» **Source passage**
^^^^
So, here we have the final act. It’s the easiest to write, but the hardest to write about; at least, I think so.
Again, before we go further, remember: this is my way, and the way of a few writers I know. It is NOT the way of every writer I know; it is not the only way; it is not an iron-clad rule or something which requires complicated flow charts (although the post Patrice Michelle linked to in comments for the last post, which was a post she wrote about, essentially, keeping a flow chart, is a great post and a great method for people who can work that way) or strict word-count deadlines (I’m using a 90k book as an example, and ending the acts at 30k, 60k, and roughly 90k, but you may vary by as much as 10k words or whatever and that’s fine). No secret gun-toting Writing Police are going to show up at your home in the dead of night and arrest you for not doing this or not doing it properly or whatever.
These are just guidelines. It’s the way I keep the story from getting away from me and the way I keep my pacing on-target. It’s not something to obsess about. It’s not something to force yourself to do. As Patrice said, if you’re writing your first novel or your second or you’re still feeling your way through this writing thing (which we all are to some extent, really, no matter how many books we’ve written), don’t get all tangled up in this. You can always go back later and see how you’ve done and fiddle with it then.
So. We’ve now written our first act, in which we laid out all of our clues and introduced our main characters, and we ended that act with a bang. We’ve written our second act, where we deepened our mysteries and conflicts, and added depth to our subplots. We also ended the second act with a bang; hopefully a hell of a big one, which turned everything around, but again, this depends on the book.
Our third act is about solving our problems. Whodunnit? What happens with our detective Jennifer’s grandma in the home and her ex-lover? Does she end up with him again, or is she suddenly realizing she’s got a thing for one of the cops or the drug dealer or whatever? What deadly jeopardy is Jennifer in–or about the be in–when the second act ends, and will she survive act 3? Will anyone? In comments to the last entry Patrice and I discussed how the information a character receives shouldn’t come easily. It’s not true for everything but for most of it; well, that’s where your story actually comes from, right? The difficulties and complications of getting necessary information and/or aid? It wouldn’t be a very interesting book if in Chapter Four Jennifer found an eyewitness who told her exactly what happened, and then they just went and caught the Bad Guy, right? (Unless you’re going for courtroom drama, of course.)
Anyway. Patrice suggested that sometimes information is paid for in lives, or in giving up things which are important to the characters. And that’s very true. So the question of whether everyone survives to act 3, and whether everyone will survive act 3, is a pretty big one. What is your MC going to lose in the climax? What will she gain? Is what she gains going to be worth it?
I digress. The point is, Act 3 is where everything comes together. All those subplots we started, and all those clues we planted, all those threads we expanded on? It’s time to wrap them up.
And it’s fun. The tricky thing about the third act, though, is making it fun and interesting for the reader as well. Oh, sure, they’re going to be interested in your climax and the solution to the mystery or resolution of whatever the conflict is. (Personally, I adore those big Agatha Christie-esque “drawing room” scenes; I don’t need a lot of action, I just want to read those slowly and savor them.)
^^^^
» **What is asked**
• a. From the records below, list everything from the line containing "Could you locate the asphalt" down to the end of the records as a numbered list, skipping any blank lines.
• b. Continue the post on writing a novel's third act from the point where it stops.

» **Data for this exercise**
^^^^
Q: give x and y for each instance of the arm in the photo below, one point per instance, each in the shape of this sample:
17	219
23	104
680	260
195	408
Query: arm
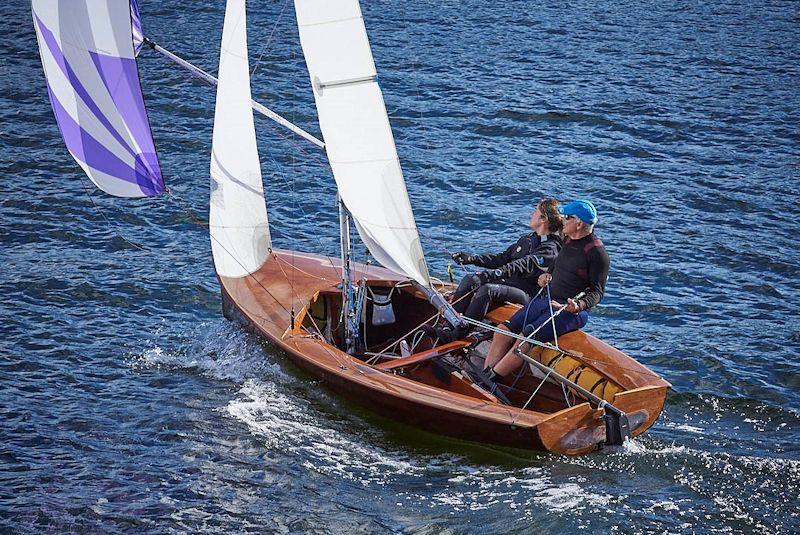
541	260
496	260
598	275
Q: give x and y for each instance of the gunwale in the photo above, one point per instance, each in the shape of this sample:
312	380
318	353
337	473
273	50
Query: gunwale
275	298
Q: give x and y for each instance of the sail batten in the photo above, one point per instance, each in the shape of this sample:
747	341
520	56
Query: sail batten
86	48
240	237
357	133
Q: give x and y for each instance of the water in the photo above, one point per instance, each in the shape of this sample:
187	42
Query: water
129	404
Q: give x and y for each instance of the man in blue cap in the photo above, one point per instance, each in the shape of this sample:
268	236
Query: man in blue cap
581	266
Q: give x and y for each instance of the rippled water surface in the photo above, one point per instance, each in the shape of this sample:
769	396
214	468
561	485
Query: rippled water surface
127	403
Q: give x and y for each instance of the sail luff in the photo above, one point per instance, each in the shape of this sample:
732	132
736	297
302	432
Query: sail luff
238	226
358	136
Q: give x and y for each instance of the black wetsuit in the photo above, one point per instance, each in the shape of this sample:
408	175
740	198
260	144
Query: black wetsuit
521	264
582	266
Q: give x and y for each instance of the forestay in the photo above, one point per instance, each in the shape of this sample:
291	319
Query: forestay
87	53
358	137
240	238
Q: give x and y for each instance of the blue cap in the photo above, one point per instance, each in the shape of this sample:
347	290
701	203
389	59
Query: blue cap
583	209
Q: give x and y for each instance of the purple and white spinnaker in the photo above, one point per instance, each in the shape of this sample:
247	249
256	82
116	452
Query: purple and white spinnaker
87	52
136	28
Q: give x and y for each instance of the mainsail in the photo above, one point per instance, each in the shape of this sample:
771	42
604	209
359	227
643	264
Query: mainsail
87	53
240	239
358	137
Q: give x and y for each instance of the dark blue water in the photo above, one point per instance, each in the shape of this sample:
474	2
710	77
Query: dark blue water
127	403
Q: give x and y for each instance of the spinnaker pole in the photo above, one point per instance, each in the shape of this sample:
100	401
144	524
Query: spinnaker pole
211	80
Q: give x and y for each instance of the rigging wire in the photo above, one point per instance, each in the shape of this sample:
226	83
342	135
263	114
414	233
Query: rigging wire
265	46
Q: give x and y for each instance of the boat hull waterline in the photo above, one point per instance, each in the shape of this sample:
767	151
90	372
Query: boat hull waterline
288	283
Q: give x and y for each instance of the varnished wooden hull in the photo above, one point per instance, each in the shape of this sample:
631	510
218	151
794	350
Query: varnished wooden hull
272	298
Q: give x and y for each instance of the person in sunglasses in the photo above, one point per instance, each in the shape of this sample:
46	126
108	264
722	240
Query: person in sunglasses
581	266
509	276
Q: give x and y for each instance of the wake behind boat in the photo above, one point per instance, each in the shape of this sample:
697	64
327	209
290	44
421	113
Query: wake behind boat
362	334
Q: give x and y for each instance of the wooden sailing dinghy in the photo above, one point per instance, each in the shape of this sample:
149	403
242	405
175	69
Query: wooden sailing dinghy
361	335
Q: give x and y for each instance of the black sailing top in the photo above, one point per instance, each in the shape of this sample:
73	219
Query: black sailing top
582	266
523	261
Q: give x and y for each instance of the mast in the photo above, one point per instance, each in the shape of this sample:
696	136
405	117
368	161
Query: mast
350	316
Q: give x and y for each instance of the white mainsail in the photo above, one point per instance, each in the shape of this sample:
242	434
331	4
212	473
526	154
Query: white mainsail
358	137
240	238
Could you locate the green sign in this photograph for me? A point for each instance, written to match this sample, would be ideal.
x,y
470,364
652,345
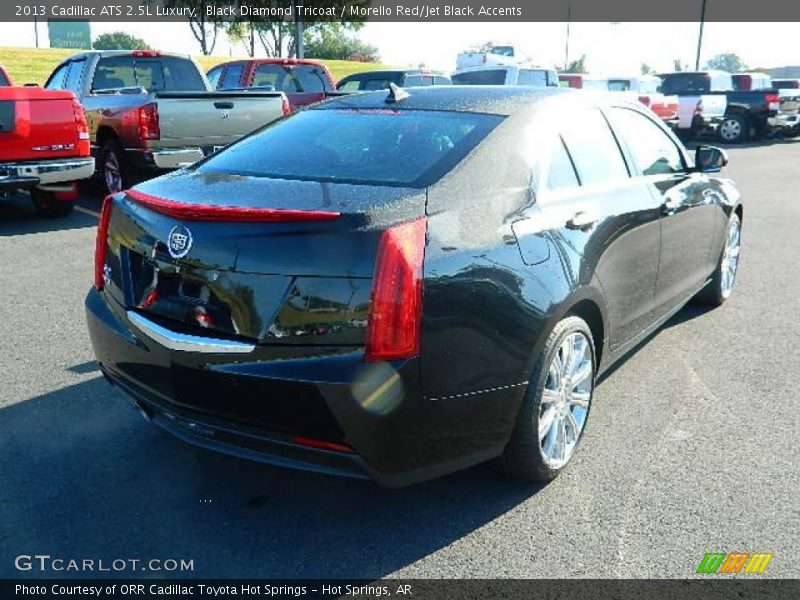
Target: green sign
x,y
75,35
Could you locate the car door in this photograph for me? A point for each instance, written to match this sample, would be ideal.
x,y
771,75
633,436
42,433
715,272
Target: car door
x,y
688,212
610,219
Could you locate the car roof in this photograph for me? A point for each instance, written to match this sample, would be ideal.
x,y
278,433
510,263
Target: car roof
x,y
491,99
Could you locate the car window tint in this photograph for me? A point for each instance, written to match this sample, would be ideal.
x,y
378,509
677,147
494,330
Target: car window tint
x,y
532,77
232,77
349,86
311,79
58,78
483,77
74,77
653,152
213,77
370,146
561,173
593,148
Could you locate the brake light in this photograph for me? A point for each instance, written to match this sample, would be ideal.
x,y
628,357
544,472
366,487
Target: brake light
x,y
84,147
320,444
149,128
773,101
101,243
393,330
230,214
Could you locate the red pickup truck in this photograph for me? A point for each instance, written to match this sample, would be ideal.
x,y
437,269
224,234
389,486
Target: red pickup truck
x,y
44,147
303,81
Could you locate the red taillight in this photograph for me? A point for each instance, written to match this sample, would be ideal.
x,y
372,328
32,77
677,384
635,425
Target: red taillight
x,y
320,444
230,214
84,146
101,243
396,311
149,128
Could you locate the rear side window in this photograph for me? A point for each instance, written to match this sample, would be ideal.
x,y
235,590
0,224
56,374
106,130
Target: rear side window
x,y
371,146
593,148
483,77
165,73
562,173
532,77
653,152
232,77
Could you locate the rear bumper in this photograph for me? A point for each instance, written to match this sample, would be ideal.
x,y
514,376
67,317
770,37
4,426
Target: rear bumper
x,y
164,160
397,437
782,121
27,174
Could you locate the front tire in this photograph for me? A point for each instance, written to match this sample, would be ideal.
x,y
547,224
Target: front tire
x,y
719,289
556,406
113,168
734,129
48,206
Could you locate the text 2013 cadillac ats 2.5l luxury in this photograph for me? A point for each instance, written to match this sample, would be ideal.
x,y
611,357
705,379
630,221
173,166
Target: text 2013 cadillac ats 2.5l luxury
x,y
401,284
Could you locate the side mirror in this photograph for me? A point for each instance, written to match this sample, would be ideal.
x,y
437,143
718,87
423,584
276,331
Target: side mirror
x,y
710,159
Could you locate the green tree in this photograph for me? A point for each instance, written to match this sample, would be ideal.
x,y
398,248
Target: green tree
x,y
577,66
119,40
728,61
332,43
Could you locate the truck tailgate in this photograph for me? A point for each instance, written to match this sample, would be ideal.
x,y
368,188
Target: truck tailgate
x,y
214,118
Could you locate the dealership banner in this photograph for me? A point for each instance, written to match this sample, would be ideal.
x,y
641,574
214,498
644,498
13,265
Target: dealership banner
x,y
210,11
410,589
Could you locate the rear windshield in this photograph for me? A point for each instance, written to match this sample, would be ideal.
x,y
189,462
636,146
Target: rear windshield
x,y
685,83
292,78
482,77
373,146
155,74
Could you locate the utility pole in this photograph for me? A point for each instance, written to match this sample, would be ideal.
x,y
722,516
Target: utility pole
x,y
700,37
300,50
566,49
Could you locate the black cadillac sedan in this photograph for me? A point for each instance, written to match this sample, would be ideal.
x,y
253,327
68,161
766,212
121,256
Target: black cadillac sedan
x,y
401,284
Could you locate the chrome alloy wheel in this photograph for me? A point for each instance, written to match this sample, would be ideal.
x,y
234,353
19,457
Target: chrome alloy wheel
x,y
112,172
730,256
565,400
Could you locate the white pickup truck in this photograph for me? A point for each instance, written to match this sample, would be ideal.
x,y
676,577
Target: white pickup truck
x,y
149,111
698,111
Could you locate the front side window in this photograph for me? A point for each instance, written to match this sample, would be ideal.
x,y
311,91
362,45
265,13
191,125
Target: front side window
x,y
370,146
593,148
652,150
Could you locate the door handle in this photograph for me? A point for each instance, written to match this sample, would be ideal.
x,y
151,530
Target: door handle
x,y
581,221
670,206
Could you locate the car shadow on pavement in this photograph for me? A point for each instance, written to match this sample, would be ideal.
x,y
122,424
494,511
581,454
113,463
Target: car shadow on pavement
x,y
17,217
85,477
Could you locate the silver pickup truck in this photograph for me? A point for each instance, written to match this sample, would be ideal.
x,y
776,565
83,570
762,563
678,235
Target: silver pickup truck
x,y
149,111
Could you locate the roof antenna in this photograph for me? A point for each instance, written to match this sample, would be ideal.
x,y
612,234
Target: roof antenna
x,y
396,94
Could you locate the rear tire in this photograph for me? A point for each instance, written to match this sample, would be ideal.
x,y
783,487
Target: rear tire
x,y
113,167
545,437
734,129
48,206
719,289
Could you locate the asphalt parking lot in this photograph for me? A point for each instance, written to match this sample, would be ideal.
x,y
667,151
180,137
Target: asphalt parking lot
^^^^
» **Task-by-task answers**
• a.
1. Could you locate the asphalt parking lot in this photograph for me? A point for each instance, written to match this sample, would be ideal.
2. x,y
3. 667,151
4. 180,137
5. Target: asphalt parking lot

• b.
But they’re not very fashionable anymore, so usually what we end up with is a big action-filled climax, and I love those too. But you have to have raised the stakes high enough. And you have to keep enough tension going, enough conflict going, that it doesn’t feel like you’re ticking things off a list.
I generally up the pacing in the third act, which I think helps; shorter scenes. More active ones. A little less internal monologue. The reader feels the tension building, even if they’re not conscious of it; they know something is coming, because the shorter scenes move the book along faster, and of course they’re aware of how far into the book they’ve gotten, but it’s pacing and increasing conflict which really works magic when we near the book’s climax.
To me the third act is like knocking down dominos, for lack of a less-cliched image. I’ve set all these things up; I have loose threads waving in the breeze. Now I start grabbing them and tying them together.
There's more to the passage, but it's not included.